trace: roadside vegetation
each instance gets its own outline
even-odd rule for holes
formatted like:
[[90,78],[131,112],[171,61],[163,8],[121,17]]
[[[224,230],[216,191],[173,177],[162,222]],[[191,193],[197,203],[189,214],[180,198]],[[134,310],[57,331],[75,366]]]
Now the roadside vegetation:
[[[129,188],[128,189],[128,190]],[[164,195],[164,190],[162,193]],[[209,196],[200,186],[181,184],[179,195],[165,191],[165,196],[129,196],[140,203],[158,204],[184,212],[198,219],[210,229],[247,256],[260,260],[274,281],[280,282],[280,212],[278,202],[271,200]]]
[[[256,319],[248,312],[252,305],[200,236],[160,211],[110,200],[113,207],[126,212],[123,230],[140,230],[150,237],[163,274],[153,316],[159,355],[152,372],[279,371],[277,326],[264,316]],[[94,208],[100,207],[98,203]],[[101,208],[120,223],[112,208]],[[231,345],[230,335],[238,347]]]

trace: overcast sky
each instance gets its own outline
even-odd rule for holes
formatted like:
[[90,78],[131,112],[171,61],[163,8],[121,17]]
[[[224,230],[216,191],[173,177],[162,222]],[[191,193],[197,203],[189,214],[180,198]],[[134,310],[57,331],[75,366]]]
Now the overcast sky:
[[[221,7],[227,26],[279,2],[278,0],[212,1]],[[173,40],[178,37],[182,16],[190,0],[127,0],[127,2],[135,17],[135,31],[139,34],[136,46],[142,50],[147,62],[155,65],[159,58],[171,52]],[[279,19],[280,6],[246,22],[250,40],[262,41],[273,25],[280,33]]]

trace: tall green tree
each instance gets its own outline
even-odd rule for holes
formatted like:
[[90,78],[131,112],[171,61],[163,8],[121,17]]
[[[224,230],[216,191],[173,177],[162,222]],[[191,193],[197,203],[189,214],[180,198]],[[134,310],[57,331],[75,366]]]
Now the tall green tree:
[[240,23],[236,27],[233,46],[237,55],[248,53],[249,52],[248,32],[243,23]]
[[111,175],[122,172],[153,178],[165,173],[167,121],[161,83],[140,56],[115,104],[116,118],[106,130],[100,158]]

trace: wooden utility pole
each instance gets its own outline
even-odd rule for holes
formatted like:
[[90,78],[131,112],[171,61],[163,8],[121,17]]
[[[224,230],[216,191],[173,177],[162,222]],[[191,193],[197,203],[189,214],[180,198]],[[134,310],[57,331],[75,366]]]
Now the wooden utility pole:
———
_TASK TO CARRY OUT_: Copy out the records word for word, starting with the line with "trace: wooden utility pole" and going on through the last line of the records.

_RESPONSE_:
trace: wooden utility pole
each instance gets its own outline
even-odd rule for holes
formatted like:
[[90,78],[131,112],[171,61],[163,8],[121,17]]
[[[224,230],[216,191],[173,177],[162,222]],[[191,193],[197,203],[189,214],[180,198]],[[134,310],[57,331],[75,366]]]
Now the wooden utility pole:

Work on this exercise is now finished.